SET TASK ▸ Nothing but the line with "pick out the white hockey" and the lines after it, through the end of the records below, is to be repeated, exactly as it is.

EXERCISE MATERIALS ▸
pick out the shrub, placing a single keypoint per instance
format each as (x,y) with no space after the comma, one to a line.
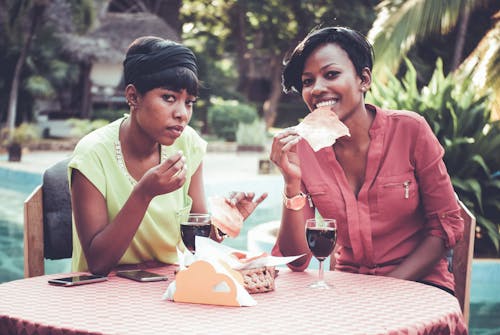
(461,121)
(252,134)
(225,115)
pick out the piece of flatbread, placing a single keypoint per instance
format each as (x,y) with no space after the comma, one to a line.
(321,128)
(225,217)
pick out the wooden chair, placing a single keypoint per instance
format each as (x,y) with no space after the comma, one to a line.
(461,264)
(47,221)
(463,253)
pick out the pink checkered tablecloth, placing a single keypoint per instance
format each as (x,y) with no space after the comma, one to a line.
(358,304)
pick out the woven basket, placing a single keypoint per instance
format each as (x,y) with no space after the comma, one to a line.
(259,280)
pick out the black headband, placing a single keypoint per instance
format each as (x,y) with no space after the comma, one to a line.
(171,56)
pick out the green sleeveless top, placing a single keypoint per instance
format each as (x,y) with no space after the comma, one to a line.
(99,158)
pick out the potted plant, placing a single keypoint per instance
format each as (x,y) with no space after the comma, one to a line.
(14,140)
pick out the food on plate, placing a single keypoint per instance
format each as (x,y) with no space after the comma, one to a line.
(321,128)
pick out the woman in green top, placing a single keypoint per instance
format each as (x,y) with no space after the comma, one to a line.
(134,180)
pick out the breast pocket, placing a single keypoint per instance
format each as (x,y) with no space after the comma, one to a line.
(397,195)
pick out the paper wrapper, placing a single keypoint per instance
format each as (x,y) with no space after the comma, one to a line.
(321,128)
(215,276)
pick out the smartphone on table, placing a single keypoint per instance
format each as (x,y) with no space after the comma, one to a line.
(77,280)
(141,275)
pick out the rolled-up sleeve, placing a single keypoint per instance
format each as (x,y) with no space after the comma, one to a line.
(439,200)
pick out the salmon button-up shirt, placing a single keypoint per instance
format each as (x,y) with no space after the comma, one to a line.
(406,196)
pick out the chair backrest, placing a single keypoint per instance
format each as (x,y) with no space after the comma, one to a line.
(461,266)
(47,221)
(463,253)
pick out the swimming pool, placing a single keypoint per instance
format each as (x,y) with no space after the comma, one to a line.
(16,186)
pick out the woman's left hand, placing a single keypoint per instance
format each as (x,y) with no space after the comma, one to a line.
(245,202)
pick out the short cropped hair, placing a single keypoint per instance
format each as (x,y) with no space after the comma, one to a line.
(174,78)
(357,47)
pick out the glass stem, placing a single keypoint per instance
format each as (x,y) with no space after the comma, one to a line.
(321,271)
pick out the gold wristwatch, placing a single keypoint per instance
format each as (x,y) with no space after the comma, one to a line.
(296,202)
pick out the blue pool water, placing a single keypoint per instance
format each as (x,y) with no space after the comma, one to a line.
(16,186)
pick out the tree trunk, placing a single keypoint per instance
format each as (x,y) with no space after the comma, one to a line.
(36,15)
(86,102)
(271,104)
(463,24)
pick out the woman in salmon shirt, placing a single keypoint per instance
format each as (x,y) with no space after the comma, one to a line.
(386,184)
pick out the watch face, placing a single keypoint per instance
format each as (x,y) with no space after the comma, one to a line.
(296,202)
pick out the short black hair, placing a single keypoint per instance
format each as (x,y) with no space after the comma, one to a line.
(174,78)
(357,47)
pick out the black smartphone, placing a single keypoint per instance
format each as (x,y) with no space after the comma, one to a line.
(77,280)
(141,275)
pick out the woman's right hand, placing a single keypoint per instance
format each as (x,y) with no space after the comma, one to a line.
(164,178)
(284,154)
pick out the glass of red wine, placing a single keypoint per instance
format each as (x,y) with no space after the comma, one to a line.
(321,235)
(196,225)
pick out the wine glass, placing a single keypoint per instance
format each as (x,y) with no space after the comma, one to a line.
(321,235)
(196,225)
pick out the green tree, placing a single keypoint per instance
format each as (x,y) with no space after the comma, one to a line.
(400,25)
(256,35)
(32,65)
(23,21)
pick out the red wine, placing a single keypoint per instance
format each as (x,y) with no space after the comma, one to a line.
(190,230)
(321,241)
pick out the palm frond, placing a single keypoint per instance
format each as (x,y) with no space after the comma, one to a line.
(483,65)
(400,24)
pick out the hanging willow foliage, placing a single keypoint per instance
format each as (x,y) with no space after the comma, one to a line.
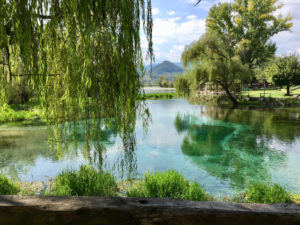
(83,57)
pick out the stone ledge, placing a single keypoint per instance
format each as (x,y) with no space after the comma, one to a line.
(131,211)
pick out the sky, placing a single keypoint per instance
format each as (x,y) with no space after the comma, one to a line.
(177,23)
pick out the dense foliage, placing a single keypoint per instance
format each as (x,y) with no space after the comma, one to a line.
(169,184)
(237,41)
(182,86)
(84,182)
(218,61)
(83,58)
(285,71)
(249,24)
(8,187)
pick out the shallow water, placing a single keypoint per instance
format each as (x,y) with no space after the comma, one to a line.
(222,149)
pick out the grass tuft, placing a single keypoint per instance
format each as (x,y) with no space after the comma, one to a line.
(263,193)
(85,182)
(8,187)
(169,184)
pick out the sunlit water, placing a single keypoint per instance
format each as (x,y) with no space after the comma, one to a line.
(222,149)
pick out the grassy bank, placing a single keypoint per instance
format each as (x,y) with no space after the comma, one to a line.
(19,113)
(170,184)
(270,93)
(157,96)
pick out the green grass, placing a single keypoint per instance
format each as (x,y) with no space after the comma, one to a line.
(84,182)
(295,198)
(274,93)
(10,114)
(8,187)
(263,193)
(169,184)
(156,96)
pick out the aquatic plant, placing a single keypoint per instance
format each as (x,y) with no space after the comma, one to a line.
(8,186)
(264,193)
(84,182)
(169,184)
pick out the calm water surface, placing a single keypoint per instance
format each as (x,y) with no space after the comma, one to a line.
(222,149)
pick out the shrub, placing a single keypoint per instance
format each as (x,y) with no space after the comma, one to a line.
(169,184)
(84,182)
(8,187)
(263,193)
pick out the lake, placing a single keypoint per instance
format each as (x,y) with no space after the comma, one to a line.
(221,148)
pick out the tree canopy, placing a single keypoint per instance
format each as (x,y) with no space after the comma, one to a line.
(250,24)
(285,71)
(83,57)
(216,61)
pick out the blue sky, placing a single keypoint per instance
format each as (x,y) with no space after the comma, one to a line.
(178,23)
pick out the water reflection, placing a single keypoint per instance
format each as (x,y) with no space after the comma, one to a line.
(21,149)
(226,148)
(220,148)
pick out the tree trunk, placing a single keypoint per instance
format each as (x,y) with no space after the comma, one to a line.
(232,99)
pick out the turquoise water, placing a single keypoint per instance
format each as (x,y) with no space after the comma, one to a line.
(222,149)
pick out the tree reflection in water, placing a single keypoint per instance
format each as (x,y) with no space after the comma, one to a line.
(234,145)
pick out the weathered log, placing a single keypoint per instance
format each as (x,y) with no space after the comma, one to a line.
(101,211)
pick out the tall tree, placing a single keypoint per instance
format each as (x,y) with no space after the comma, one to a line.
(218,62)
(250,24)
(82,55)
(285,71)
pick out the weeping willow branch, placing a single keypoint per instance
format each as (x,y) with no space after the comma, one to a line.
(94,46)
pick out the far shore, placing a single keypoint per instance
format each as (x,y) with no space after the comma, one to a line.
(158,90)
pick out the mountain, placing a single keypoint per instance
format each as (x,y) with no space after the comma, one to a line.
(166,68)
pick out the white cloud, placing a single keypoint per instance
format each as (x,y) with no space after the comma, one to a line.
(172,34)
(180,32)
(289,41)
(155,11)
(173,54)
(191,17)
(171,13)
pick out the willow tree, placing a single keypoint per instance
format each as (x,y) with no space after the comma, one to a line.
(83,57)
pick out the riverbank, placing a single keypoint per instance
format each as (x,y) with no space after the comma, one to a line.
(169,184)
(245,100)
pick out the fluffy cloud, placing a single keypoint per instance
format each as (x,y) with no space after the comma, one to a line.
(171,13)
(172,34)
(155,11)
(289,41)
(173,54)
(172,29)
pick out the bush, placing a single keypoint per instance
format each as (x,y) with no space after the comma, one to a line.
(8,187)
(263,193)
(7,114)
(84,182)
(169,184)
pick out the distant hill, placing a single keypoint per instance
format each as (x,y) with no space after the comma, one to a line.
(166,68)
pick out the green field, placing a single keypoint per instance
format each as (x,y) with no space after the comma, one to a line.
(274,93)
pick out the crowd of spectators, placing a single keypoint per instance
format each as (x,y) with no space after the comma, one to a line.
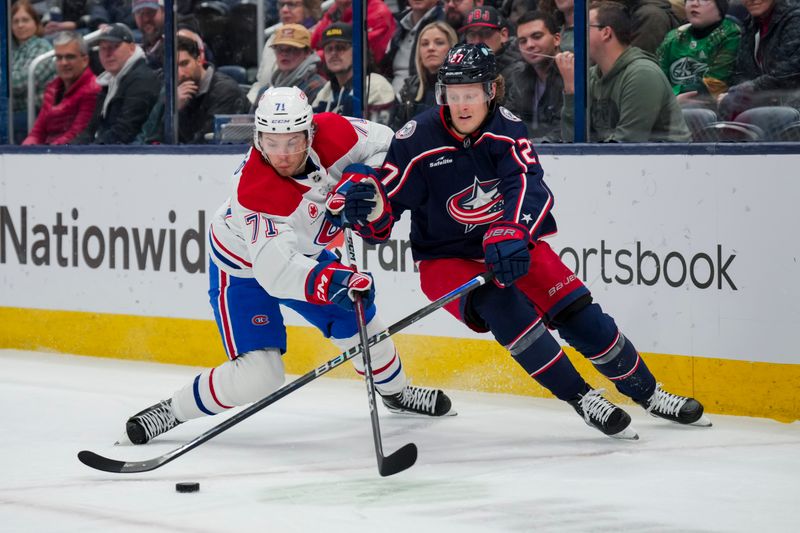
(650,62)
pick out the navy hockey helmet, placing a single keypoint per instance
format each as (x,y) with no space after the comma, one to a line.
(466,64)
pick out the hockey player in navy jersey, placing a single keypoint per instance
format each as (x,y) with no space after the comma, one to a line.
(268,248)
(474,188)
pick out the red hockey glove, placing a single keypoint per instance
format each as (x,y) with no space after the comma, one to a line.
(506,248)
(330,282)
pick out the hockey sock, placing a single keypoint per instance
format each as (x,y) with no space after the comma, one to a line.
(515,324)
(387,368)
(595,335)
(246,379)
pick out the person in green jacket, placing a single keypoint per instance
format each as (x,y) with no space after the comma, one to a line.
(630,98)
(698,57)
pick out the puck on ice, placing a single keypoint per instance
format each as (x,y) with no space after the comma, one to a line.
(187,486)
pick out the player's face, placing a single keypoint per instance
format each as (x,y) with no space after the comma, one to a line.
(286,151)
(469,105)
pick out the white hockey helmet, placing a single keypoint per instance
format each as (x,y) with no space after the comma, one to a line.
(283,110)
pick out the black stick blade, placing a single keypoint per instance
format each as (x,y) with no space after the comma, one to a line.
(400,460)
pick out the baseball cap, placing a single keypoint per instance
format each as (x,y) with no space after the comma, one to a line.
(136,5)
(116,33)
(338,31)
(483,17)
(292,35)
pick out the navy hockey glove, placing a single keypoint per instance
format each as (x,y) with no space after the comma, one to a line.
(506,248)
(330,282)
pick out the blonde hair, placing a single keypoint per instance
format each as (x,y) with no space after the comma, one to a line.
(452,39)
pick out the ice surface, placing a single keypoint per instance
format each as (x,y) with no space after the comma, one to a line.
(307,463)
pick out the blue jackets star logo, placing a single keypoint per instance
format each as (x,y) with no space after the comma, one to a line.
(480,203)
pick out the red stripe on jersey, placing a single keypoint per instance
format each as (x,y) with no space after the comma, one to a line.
(213,392)
(335,136)
(261,189)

ANSWER TO THIS PROBLEM ▸
pick out the white hockey helmet, placing a single keypoint per instance
format each as (x,y) with no space after the comma, one to a line.
(283,110)
pick out the black stick blade, placing a single keypoint per instance
format each as (x,y) with no space after the comma, one to a line.
(400,460)
pick out the baseball cap, placing a single keypoint per instance
format each as (x,y) with no space after the comma, one to a line.
(136,5)
(116,33)
(338,31)
(483,17)
(292,35)
pick out the navy hockey glove, placing a single keypoint per instance
format each as (x,y) with no space after the comma, one to a line.
(506,248)
(330,282)
pick out the blonde hair, placing a single keypoint per instance
format each as (x,y) with no space after the comma, one to a line.
(452,39)
pick out the ice surface, placing a single keypoint per instance
format each as (x,y) with no space after the comma, one to a line.
(307,463)
pick out the blue jackets star logo, placing a single keypoint per instance
format each as (x,y) with no space after the comma, one to a line.
(480,203)
pick out the red stripe on jersey, placing a single keypoint per instance
format each as (x,y) with no space after the comma, one to a line.
(213,392)
(335,136)
(261,189)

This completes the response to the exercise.